■ What is required
Copy out the listing that follows, exact in every word, and skip the images.

[Dataset records about object locations]
★ ★ ★ ★ ★

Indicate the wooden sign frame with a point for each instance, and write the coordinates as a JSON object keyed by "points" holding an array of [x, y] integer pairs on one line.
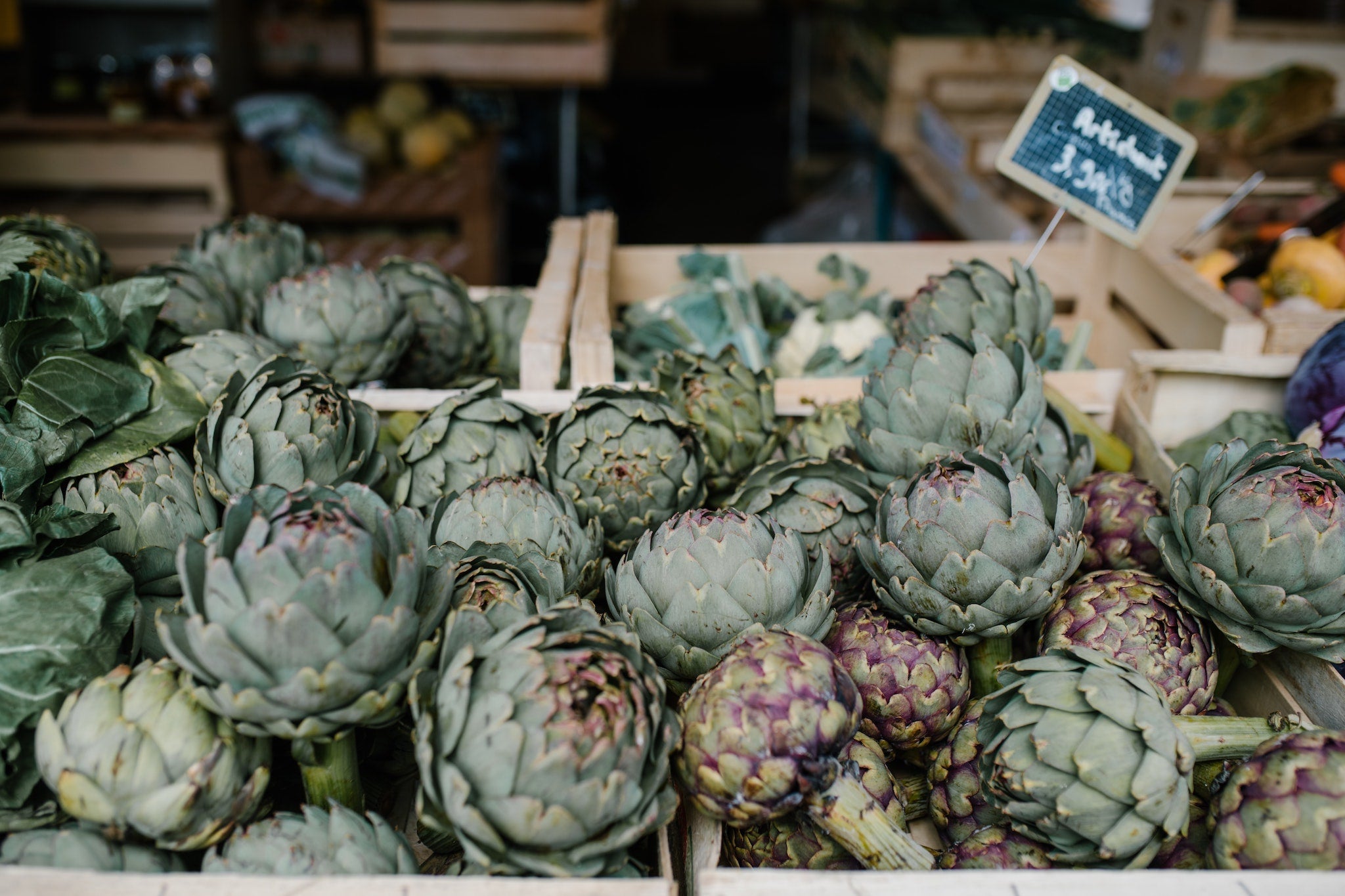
{"points": [[1070, 73]]}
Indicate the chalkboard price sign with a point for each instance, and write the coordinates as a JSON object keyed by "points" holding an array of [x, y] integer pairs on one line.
{"points": [[1090, 147]]}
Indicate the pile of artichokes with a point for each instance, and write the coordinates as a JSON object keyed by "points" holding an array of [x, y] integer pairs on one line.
{"points": [[915, 631]]}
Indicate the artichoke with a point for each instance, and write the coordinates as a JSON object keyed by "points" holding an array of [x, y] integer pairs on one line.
{"points": [[627, 458], [156, 507], [449, 333], [1252, 543], [958, 803], [762, 738], [996, 848], [703, 580], [1061, 452], [74, 848], [794, 842], [1283, 807], [947, 395], [198, 300], [731, 408], [467, 438], [135, 753], [332, 608], [974, 296], [576, 712], [829, 503], [341, 319], [1083, 754], [526, 517], [210, 359], [825, 433], [973, 548], [1137, 618], [252, 253], [914, 687], [1116, 508], [331, 842], [286, 425], [64, 250]]}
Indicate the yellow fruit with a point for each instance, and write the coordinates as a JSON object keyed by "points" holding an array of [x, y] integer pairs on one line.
{"points": [[1309, 267], [1212, 267], [403, 104], [366, 136], [426, 146]]}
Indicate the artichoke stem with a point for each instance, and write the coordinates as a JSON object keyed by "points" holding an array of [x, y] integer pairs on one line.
{"points": [[334, 773], [1229, 738], [985, 658], [848, 812]]}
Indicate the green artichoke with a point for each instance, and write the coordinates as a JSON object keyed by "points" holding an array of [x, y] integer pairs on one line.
{"points": [[825, 433], [914, 687], [62, 621], [576, 712], [74, 848], [1118, 507], [762, 735], [731, 408], [627, 458], [1083, 754], [692, 587], [1138, 620], [958, 803], [1061, 452], [449, 336], [135, 753], [996, 848], [210, 359], [286, 425], [525, 517], [334, 605], [974, 296], [1254, 542], [322, 842], [64, 250], [1283, 807], [505, 313], [467, 438], [252, 253], [198, 300], [156, 507], [947, 395], [971, 548], [342, 319], [829, 503]]}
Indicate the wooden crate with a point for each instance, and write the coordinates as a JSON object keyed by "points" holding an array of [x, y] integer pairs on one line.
{"points": [[143, 190], [516, 43], [1093, 281]]}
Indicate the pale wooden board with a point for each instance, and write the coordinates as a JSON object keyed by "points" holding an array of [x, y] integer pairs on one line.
{"points": [[542, 345]]}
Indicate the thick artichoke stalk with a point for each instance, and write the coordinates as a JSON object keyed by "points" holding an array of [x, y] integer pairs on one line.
{"points": [[762, 736], [1252, 542], [1083, 754]]}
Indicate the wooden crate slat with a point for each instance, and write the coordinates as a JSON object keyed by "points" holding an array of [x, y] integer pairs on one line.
{"points": [[584, 19]]}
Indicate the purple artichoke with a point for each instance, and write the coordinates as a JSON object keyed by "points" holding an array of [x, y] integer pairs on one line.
{"points": [[1285, 806], [958, 805], [1118, 504], [762, 736], [996, 848], [914, 687], [1137, 618]]}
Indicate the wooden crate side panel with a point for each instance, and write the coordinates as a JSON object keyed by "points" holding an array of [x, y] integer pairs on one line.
{"points": [[542, 347]]}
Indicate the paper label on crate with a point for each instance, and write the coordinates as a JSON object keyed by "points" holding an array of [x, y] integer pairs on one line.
{"points": [[1094, 150]]}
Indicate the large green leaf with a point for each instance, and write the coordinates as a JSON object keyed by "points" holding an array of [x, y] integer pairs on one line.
{"points": [[175, 408], [74, 396]]}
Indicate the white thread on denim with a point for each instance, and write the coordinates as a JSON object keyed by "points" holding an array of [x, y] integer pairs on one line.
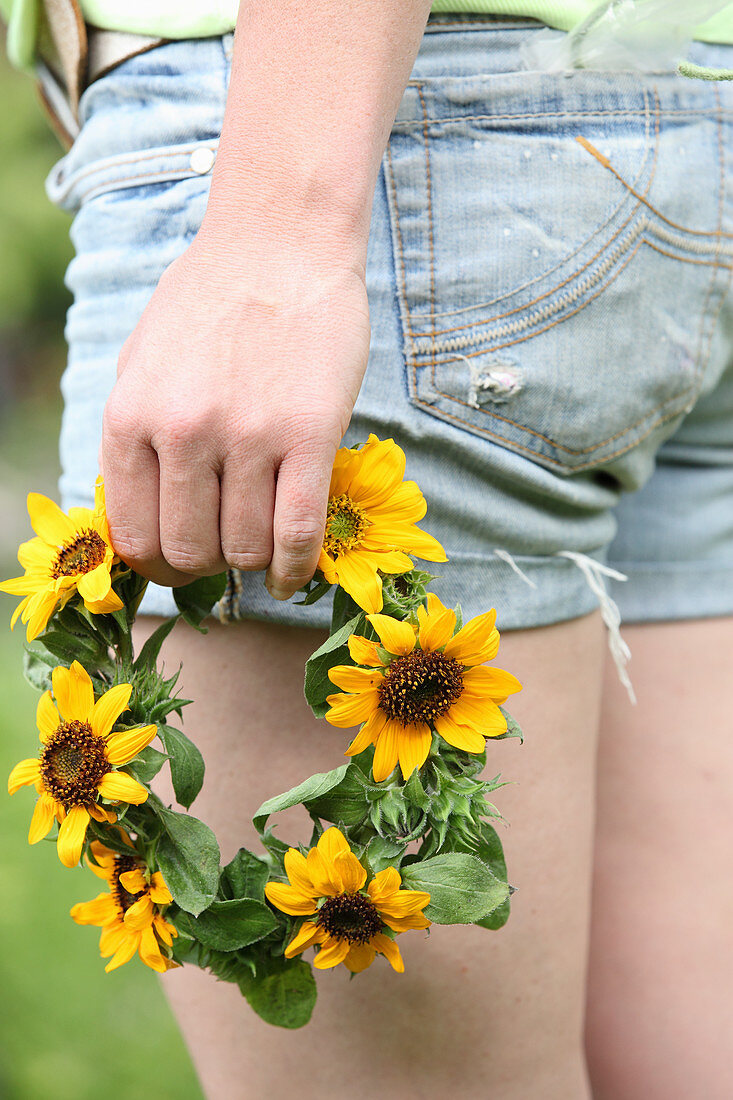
{"points": [[594, 572], [428, 344], [505, 556]]}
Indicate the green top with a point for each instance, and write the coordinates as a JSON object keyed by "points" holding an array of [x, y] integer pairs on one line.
{"points": [[195, 19]]}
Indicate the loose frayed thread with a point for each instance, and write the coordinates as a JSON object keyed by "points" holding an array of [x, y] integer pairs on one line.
{"points": [[594, 572]]}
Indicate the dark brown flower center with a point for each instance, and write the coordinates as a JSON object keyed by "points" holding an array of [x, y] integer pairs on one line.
{"points": [[73, 763], [81, 556], [122, 898], [346, 524], [420, 686], [350, 916]]}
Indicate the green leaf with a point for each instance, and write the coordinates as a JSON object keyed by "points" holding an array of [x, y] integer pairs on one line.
{"points": [[283, 991], [491, 853], [195, 601], [382, 851], [187, 763], [462, 890], [188, 858], [513, 727], [334, 651], [146, 763], [244, 877], [36, 668], [148, 655], [227, 925], [346, 803], [312, 789]]}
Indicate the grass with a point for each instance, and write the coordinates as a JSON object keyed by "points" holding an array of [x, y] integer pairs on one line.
{"points": [[69, 1030]]}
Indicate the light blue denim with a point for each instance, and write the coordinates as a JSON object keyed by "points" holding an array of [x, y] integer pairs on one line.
{"points": [[548, 274]]}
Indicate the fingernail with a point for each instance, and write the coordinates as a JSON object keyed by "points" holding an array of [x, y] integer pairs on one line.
{"points": [[277, 593]]}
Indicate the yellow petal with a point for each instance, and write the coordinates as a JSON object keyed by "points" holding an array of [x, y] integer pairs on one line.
{"points": [[396, 637], [356, 680], [363, 651], [100, 911], [140, 914], [386, 751], [37, 612], [390, 949], [109, 707], [307, 934], [368, 734], [133, 881], [288, 899], [496, 683], [331, 954], [95, 585], [119, 787], [42, 820], [406, 505], [351, 710], [127, 744], [110, 603], [359, 578], [48, 520], [460, 737], [414, 745], [360, 956], [477, 641], [73, 692], [37, 556], [332, 843], [384, 883], [46, 717], [378, 472], [70, 836], [297, 872], [324, 873], [481, 714], [23, 774], [352, 873]]}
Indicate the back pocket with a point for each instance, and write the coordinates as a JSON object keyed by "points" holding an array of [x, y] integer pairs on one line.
{"points": [[553, 300]]}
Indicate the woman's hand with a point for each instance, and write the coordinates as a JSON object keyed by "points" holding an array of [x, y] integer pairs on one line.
{"points": [[232, 395]]}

★ ★ ★ ★ ★

■ Written answer
Indicate the wooden sign frame with a point for each instance, and write the coordinates as a JSON object keyed by "points" holding an array of [x, y] integer pairs on one line.
{"points": [[1070, 73]]}
Indicate the chalkboard price sign with a point for each instance, and write the coordinates as a JSON object keyed by "points" holding an array of [x, y] integer pairs on one line.
{"points": [[1090, 147]]}
Indicate the pile of artichokes with a point for each instance, and write the coordinates as a JSON object keyed by "points" holding an array of [x, y] integer pairs on one line.
{"points": [[915, 631]]}
Indicate the artichoke with a point for each instance, and write the coordinates as a JSON object keyed by "points" holding an array of [x, y] integer pairs on one line.
{"points": [[627, 458], [156, 507], [449, 333], [1252, 543], [958, 803], [762, 738], [996, 848], [703, 580], [1061, 452], [74, 848], [794, 842], [1283, 807], [947, 395], [198, 300], [731, 408], [467, 438], [135, 753], [332, 608], [974, 296], [576, 712], [829, 503], [341, 319], [1083, 754], [526, 517], [210, 359], [825, 433], [973, 548], [1137, 618], [252, 253], [914, 687], [1116, 508], [331, 842], [286, 425], [64, 250]]}
Indicate the yellow fruit with a point for each instance, and write the coordinates as a JSON object keyed by "points" holding an array of [x, y] integer pairs on one line.
{"points": [[1309, 267], [1212, 267], [403, 104], [366, 136], [426, 146]]}
Indicate the artichoke stem with a point for each instance, and write the coordinates as a JSON object keyed by "points" holding an array of [x, y] integer pairs on one line.
{"points": [[334, 773], [1229, 738], [985, 658], [848, 812]]}
Indicate the green artichoke with a point for each instance, and write the coordinates as a JSON object keyed by "points" holding an array of [x, y] integer pairs on one line.
{"points": [[825, 433], [914, 687], [62, 621], [576, 712], [74, 848], [1118, 507], [762, 735], [731, 408], [627, 458], [1083, 754], [692, 587], [1138, 620], [958, 803], [1061, 452], [449, 336], [135, 753], [996, 848], [210, 359], [286, 425], [525, 517], [334, 605], [974, 296], [1254, 542], [322, 842], [64, 250], [1283, 807], [505, 313], [467, 438], [252, 253], [198, 300], [156, 507], [947, 395], [971, 548], [342, 319], [829, 503]]}
Indicate the wooden crate with a point for each instance, and write the coordinates as a JSON object keyed by "points" holding an array of [x, y] integer pairs on one line.
{"points": [[143, 190], [516, 43], [1093, 281]]}
Indicate the pale wooden board with a point for each instance, and write the coordinates as a JSON object keyed by "points" holding an array of [x, y] integer pairs on one line.
{"points": [[542, 345]]}
Indicate the thick artichoke stalk with a point for each instance, and write the coordinates as a JSON object keyed by "points" holding an array of [x, y] integer pairs on one line.
{"points": [[762, 736], [1252, 542], [1083, 754]]}
Indicate the wooden crate slat with a point for each instance, and write the coordinates as a JSON object keyed by "points" holding an array of [x, y] integer pairs on one line.
{"points": [[584, 19]]}
Indicate the purple artichoke with a point for each instance, and write the coordinates as a JSON object keyed by "points" holding an array of [x, y] integer pairs on one line.
{"points": [[1285, 806], [958, 805], [1118, 504], [762, 736], [996, 848], [914, 687], [1137, 618]]}
Indicate the wooden crate side panel with a point for each instance, and write the coordinates as a JSON object keyed by "points" holding an array of [x, y] integer pairs on one line.
{"points": [[542, 347]]}
Indicate the paper label on crate with a point for each instance, and write the coordinates as a JSON object keyed by "points" holding an array of [x, y] integer pairs on one line.
{"points": [[1094, 150]]}
Indicate the large green leaf with a point for each instance, and write the coordinates as a JSON object keyed by "points" holding an array of [x, y] integer pairs on one line.
{"points": [[175, 408], [74, 396]]}
Indicate the white thread on denim with a point for each instance, and write the coordinates as a JSON object keyed by "points" holding an array of [x, y] integer pairs on one line.
{"points": [[594, 572], [428, 344], [505, 556]]}
Indicate the green top with a point for each instance, and write the coordinates as a JSON object keyed by "points" holding an array of [x, y] integer pairs on one line.
{"points": [[195, 19]]}
Indicate the loose frayed thread with a point for each instance, and write the coordinates as a JSON object keyed by "points" holding an array of [x, y] integer pairs on one line.
{"points": [[594, 572]]}
Indicate the dark brown flower center with a point for each instance, and write the coordinates as a JSON object keyed by "points" holding an array of [x, y] integer pairs on one line.
{"points": [[73, 763], [81, 556], [122, 898], [346, 524], [420, 686], [350, 916]]}
Indicate the green leaf with a point for each instance, and write the coordinates as a JSON object keyed by "points" holding an array of [x, y] integer pairs on one line.
{"points": [[283, 991], [491, 853], [195, 601], [382, 851], [187, 763], [462, 890], [188, 858], [513, 727], [334, 651], [146, 763], [244, 877], [36, 668], [148, 655], [227, 925], [346, 803], [312, 789]]}
Indicate the grass with a point for each instance, and write the coordinates as a JSON object keyed by "points" holding an array of [x, y] integer pairs on one line.
{"points": [[69, 1030]]}
Indicate the light blue denim with a point for each instance, and write the coordinates as a JSON object keyed by "points" holding an array of [x, y] integer pairs on one line.
{"points": [[548, 274]]}
Indicate the fingernail with a point for each instance, and write the coordinates as a JSON object keyed by "points" holding an array of [x, y] integer pairs on one line.
{"points": [[277, 593]]}
Indicate the yellow petal with a point for each instance, and write the coordinates as a JSON object keyed by "points" holding an array of [x, y] integer pairs on one line.
{"points": [[396, 637], [356, 680], [363, 651], [100, 911], [140, 914], [386, 751], [37, 612], [390, 949], [109, 707], [307, 934], [368, 734], [133, 881], [288, 899], [496, 683], [331, 954], [95, 585], [119, 787], [42, 820], [406, 505], [351, 710], [127, 744], [110, 603], [359, 578], [48, 520], [460, 737], [414, 745], [360, 956], [477, 641], [73, 692], [37, 556], [332, 843], [384, 883], [46, 717], [378, 472], [70, 836], [297, 872], [324, 873], [481, 714], [23, 774], [352, 873]]}
Indicate the back pocket with a point for each instance, and write the coordinates as a JSON object keyed by "points" holding an array of [x, y] integer pairs on one line.
{"points": [[553, 300]]}
Indicate the woman's hand with a point for each instance, and write the coordinates as a JSON object keyed by "points" holding an array of [x, y] integer pairs on one line.
{"points": [[232, 395]]}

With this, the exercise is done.